> _MATERIAL SHOWN_:
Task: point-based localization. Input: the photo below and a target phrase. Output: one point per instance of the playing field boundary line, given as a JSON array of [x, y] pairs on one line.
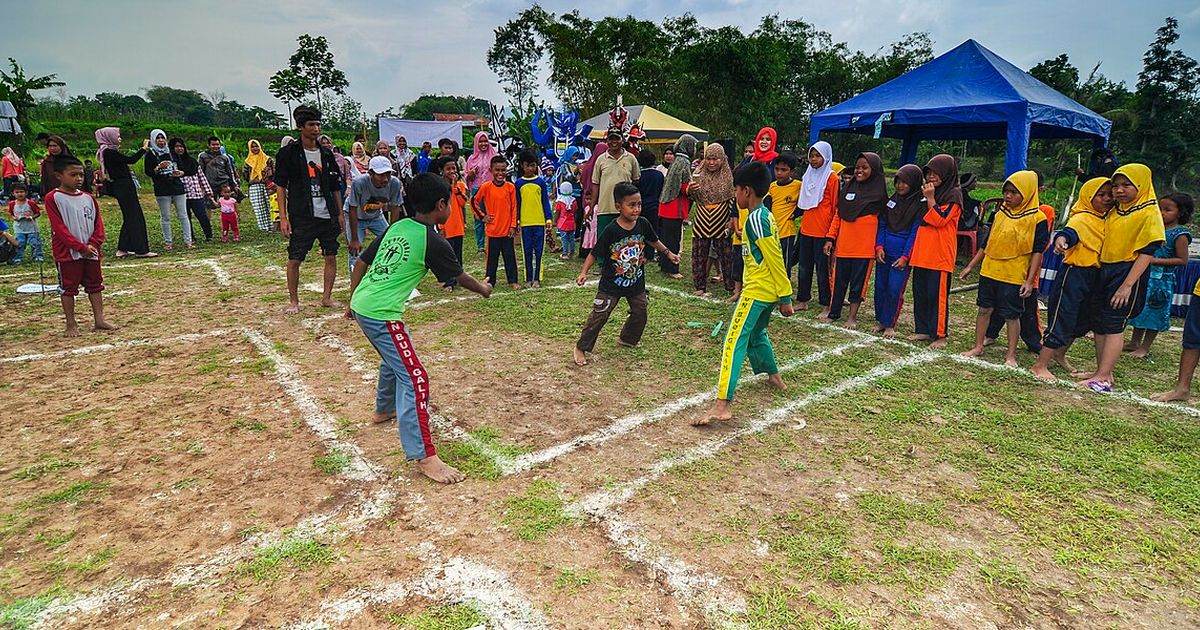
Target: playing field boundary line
[[511, 466], [117, 345], [1127, 396], [703, 589], [455, 580]]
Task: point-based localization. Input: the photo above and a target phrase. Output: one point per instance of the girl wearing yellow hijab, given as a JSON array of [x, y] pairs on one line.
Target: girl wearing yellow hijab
[[257, 171], [1078, 280], [1133, 232], [1012, 258]]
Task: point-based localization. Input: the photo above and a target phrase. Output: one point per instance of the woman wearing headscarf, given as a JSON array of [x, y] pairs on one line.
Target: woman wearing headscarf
[[256, 172], [54, 147], [478, 172], [119, 183], [673, 203], [712, 192], [934, 249], [196, 186], [168, 189], [895, 233], [817, 205], [12, 168], [1133, 233], [852, 233]]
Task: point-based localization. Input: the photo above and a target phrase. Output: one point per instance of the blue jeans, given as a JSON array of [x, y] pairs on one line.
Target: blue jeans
[[403, 384], [377, 226], [35, 246]]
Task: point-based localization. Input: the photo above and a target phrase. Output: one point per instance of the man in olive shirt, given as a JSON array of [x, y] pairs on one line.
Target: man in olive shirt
[[615, 166]]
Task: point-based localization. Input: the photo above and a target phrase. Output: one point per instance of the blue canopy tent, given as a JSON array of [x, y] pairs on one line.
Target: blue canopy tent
[[969, 93]]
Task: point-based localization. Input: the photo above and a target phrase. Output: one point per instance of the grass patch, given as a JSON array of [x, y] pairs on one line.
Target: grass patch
[[43, 468], [333, 462], [301, 553], [538, 511], [448, 617]]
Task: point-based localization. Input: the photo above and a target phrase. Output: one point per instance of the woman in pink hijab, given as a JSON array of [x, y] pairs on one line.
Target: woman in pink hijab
[[119, 183]]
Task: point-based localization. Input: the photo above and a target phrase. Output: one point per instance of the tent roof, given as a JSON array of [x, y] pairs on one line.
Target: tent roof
[[657, 125], [966, 93]]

> _WRITTEN REQUEST_: Please return every row above word for word, leaving out the pictures.

> _EXERCISE RESULT_:
Task: point-based localization. Input: the photo below and a target phrase. Output: one point per instance of the playing field boundary line, given as a JSON array of [x, y] pairs on one line.
Target: playing field boundary line
[[511, 466], [117, 345], [1127, 396], [703, 589], [455, 580]]
Task: point-based localization. Input: the photo above and a target phrase. Output: one point per instance of the girl wearing yellow hijab, given as a JSON array of [x, y] pairs on one line.
Target: girl wearing yellow hijab
[[257, 171], [1078, 280], [1133, 232], [1012, 258]]
Task: point-based localization. Input: the photo above and a target phrase. Output: one point per instance of the woman wearing headscarf, given as a JSON array of [x, y] pairs on one line.
Target: woman wearing headscarf
[[256, 172], [54, 147], [478, 172], [119, 183], [673, 203], [712, 192], [934, 249], [196, 186], [168, 189], [895, 233], [817, 205], [12, 168], [1133, 233], [852, 233]]
Task: point-based localization. Input: the photo above and a target phrase. Output: one point per instance of the blue jeans, given as a JSON array of [x, y] pairs on one line.
Target: blue jeans
[[403, 384], [377, 226], [35, 246]]
Task: point-based localization. Input: the photo above and a target phrase. Output: one point per instance of the man in olive shirt, given as a JSON array of [x, y] pairs on one line.
Target: man in olive shirt
[[615, 166]]
Task: point-based localization. Input: the photo above and a target phrase. Output: one point per instance of the blue canopy tent, given as a JSON array of [x, y] pairs on one line.
Target: blue canopy tent
[[969, 93]]
Task: point-based localization. Input: the photo above and a target phrase. Output: one point per instance of the grass patch, given as a JSON array of [x, y] pairs on one line.
Target: grass patch
[[43, 468], [333, 462], [301, 553], [538, 511], [448, 617]]
Task: point-based localization. Input: the photo above and a target phrase. Output: one point per instance of the woman in pink hijab, given as a JSON array of [x, y] pairs on one line.
Target: woman in pink hijab
[[119, 183]]
Task: point-based localization. Input: the photo above and a target phrase. Output: one point per instance of the tent roof, given as a JSON array of [x, y] pairs on one line.
Target: tent roof
[[657, 125], [966, 93]]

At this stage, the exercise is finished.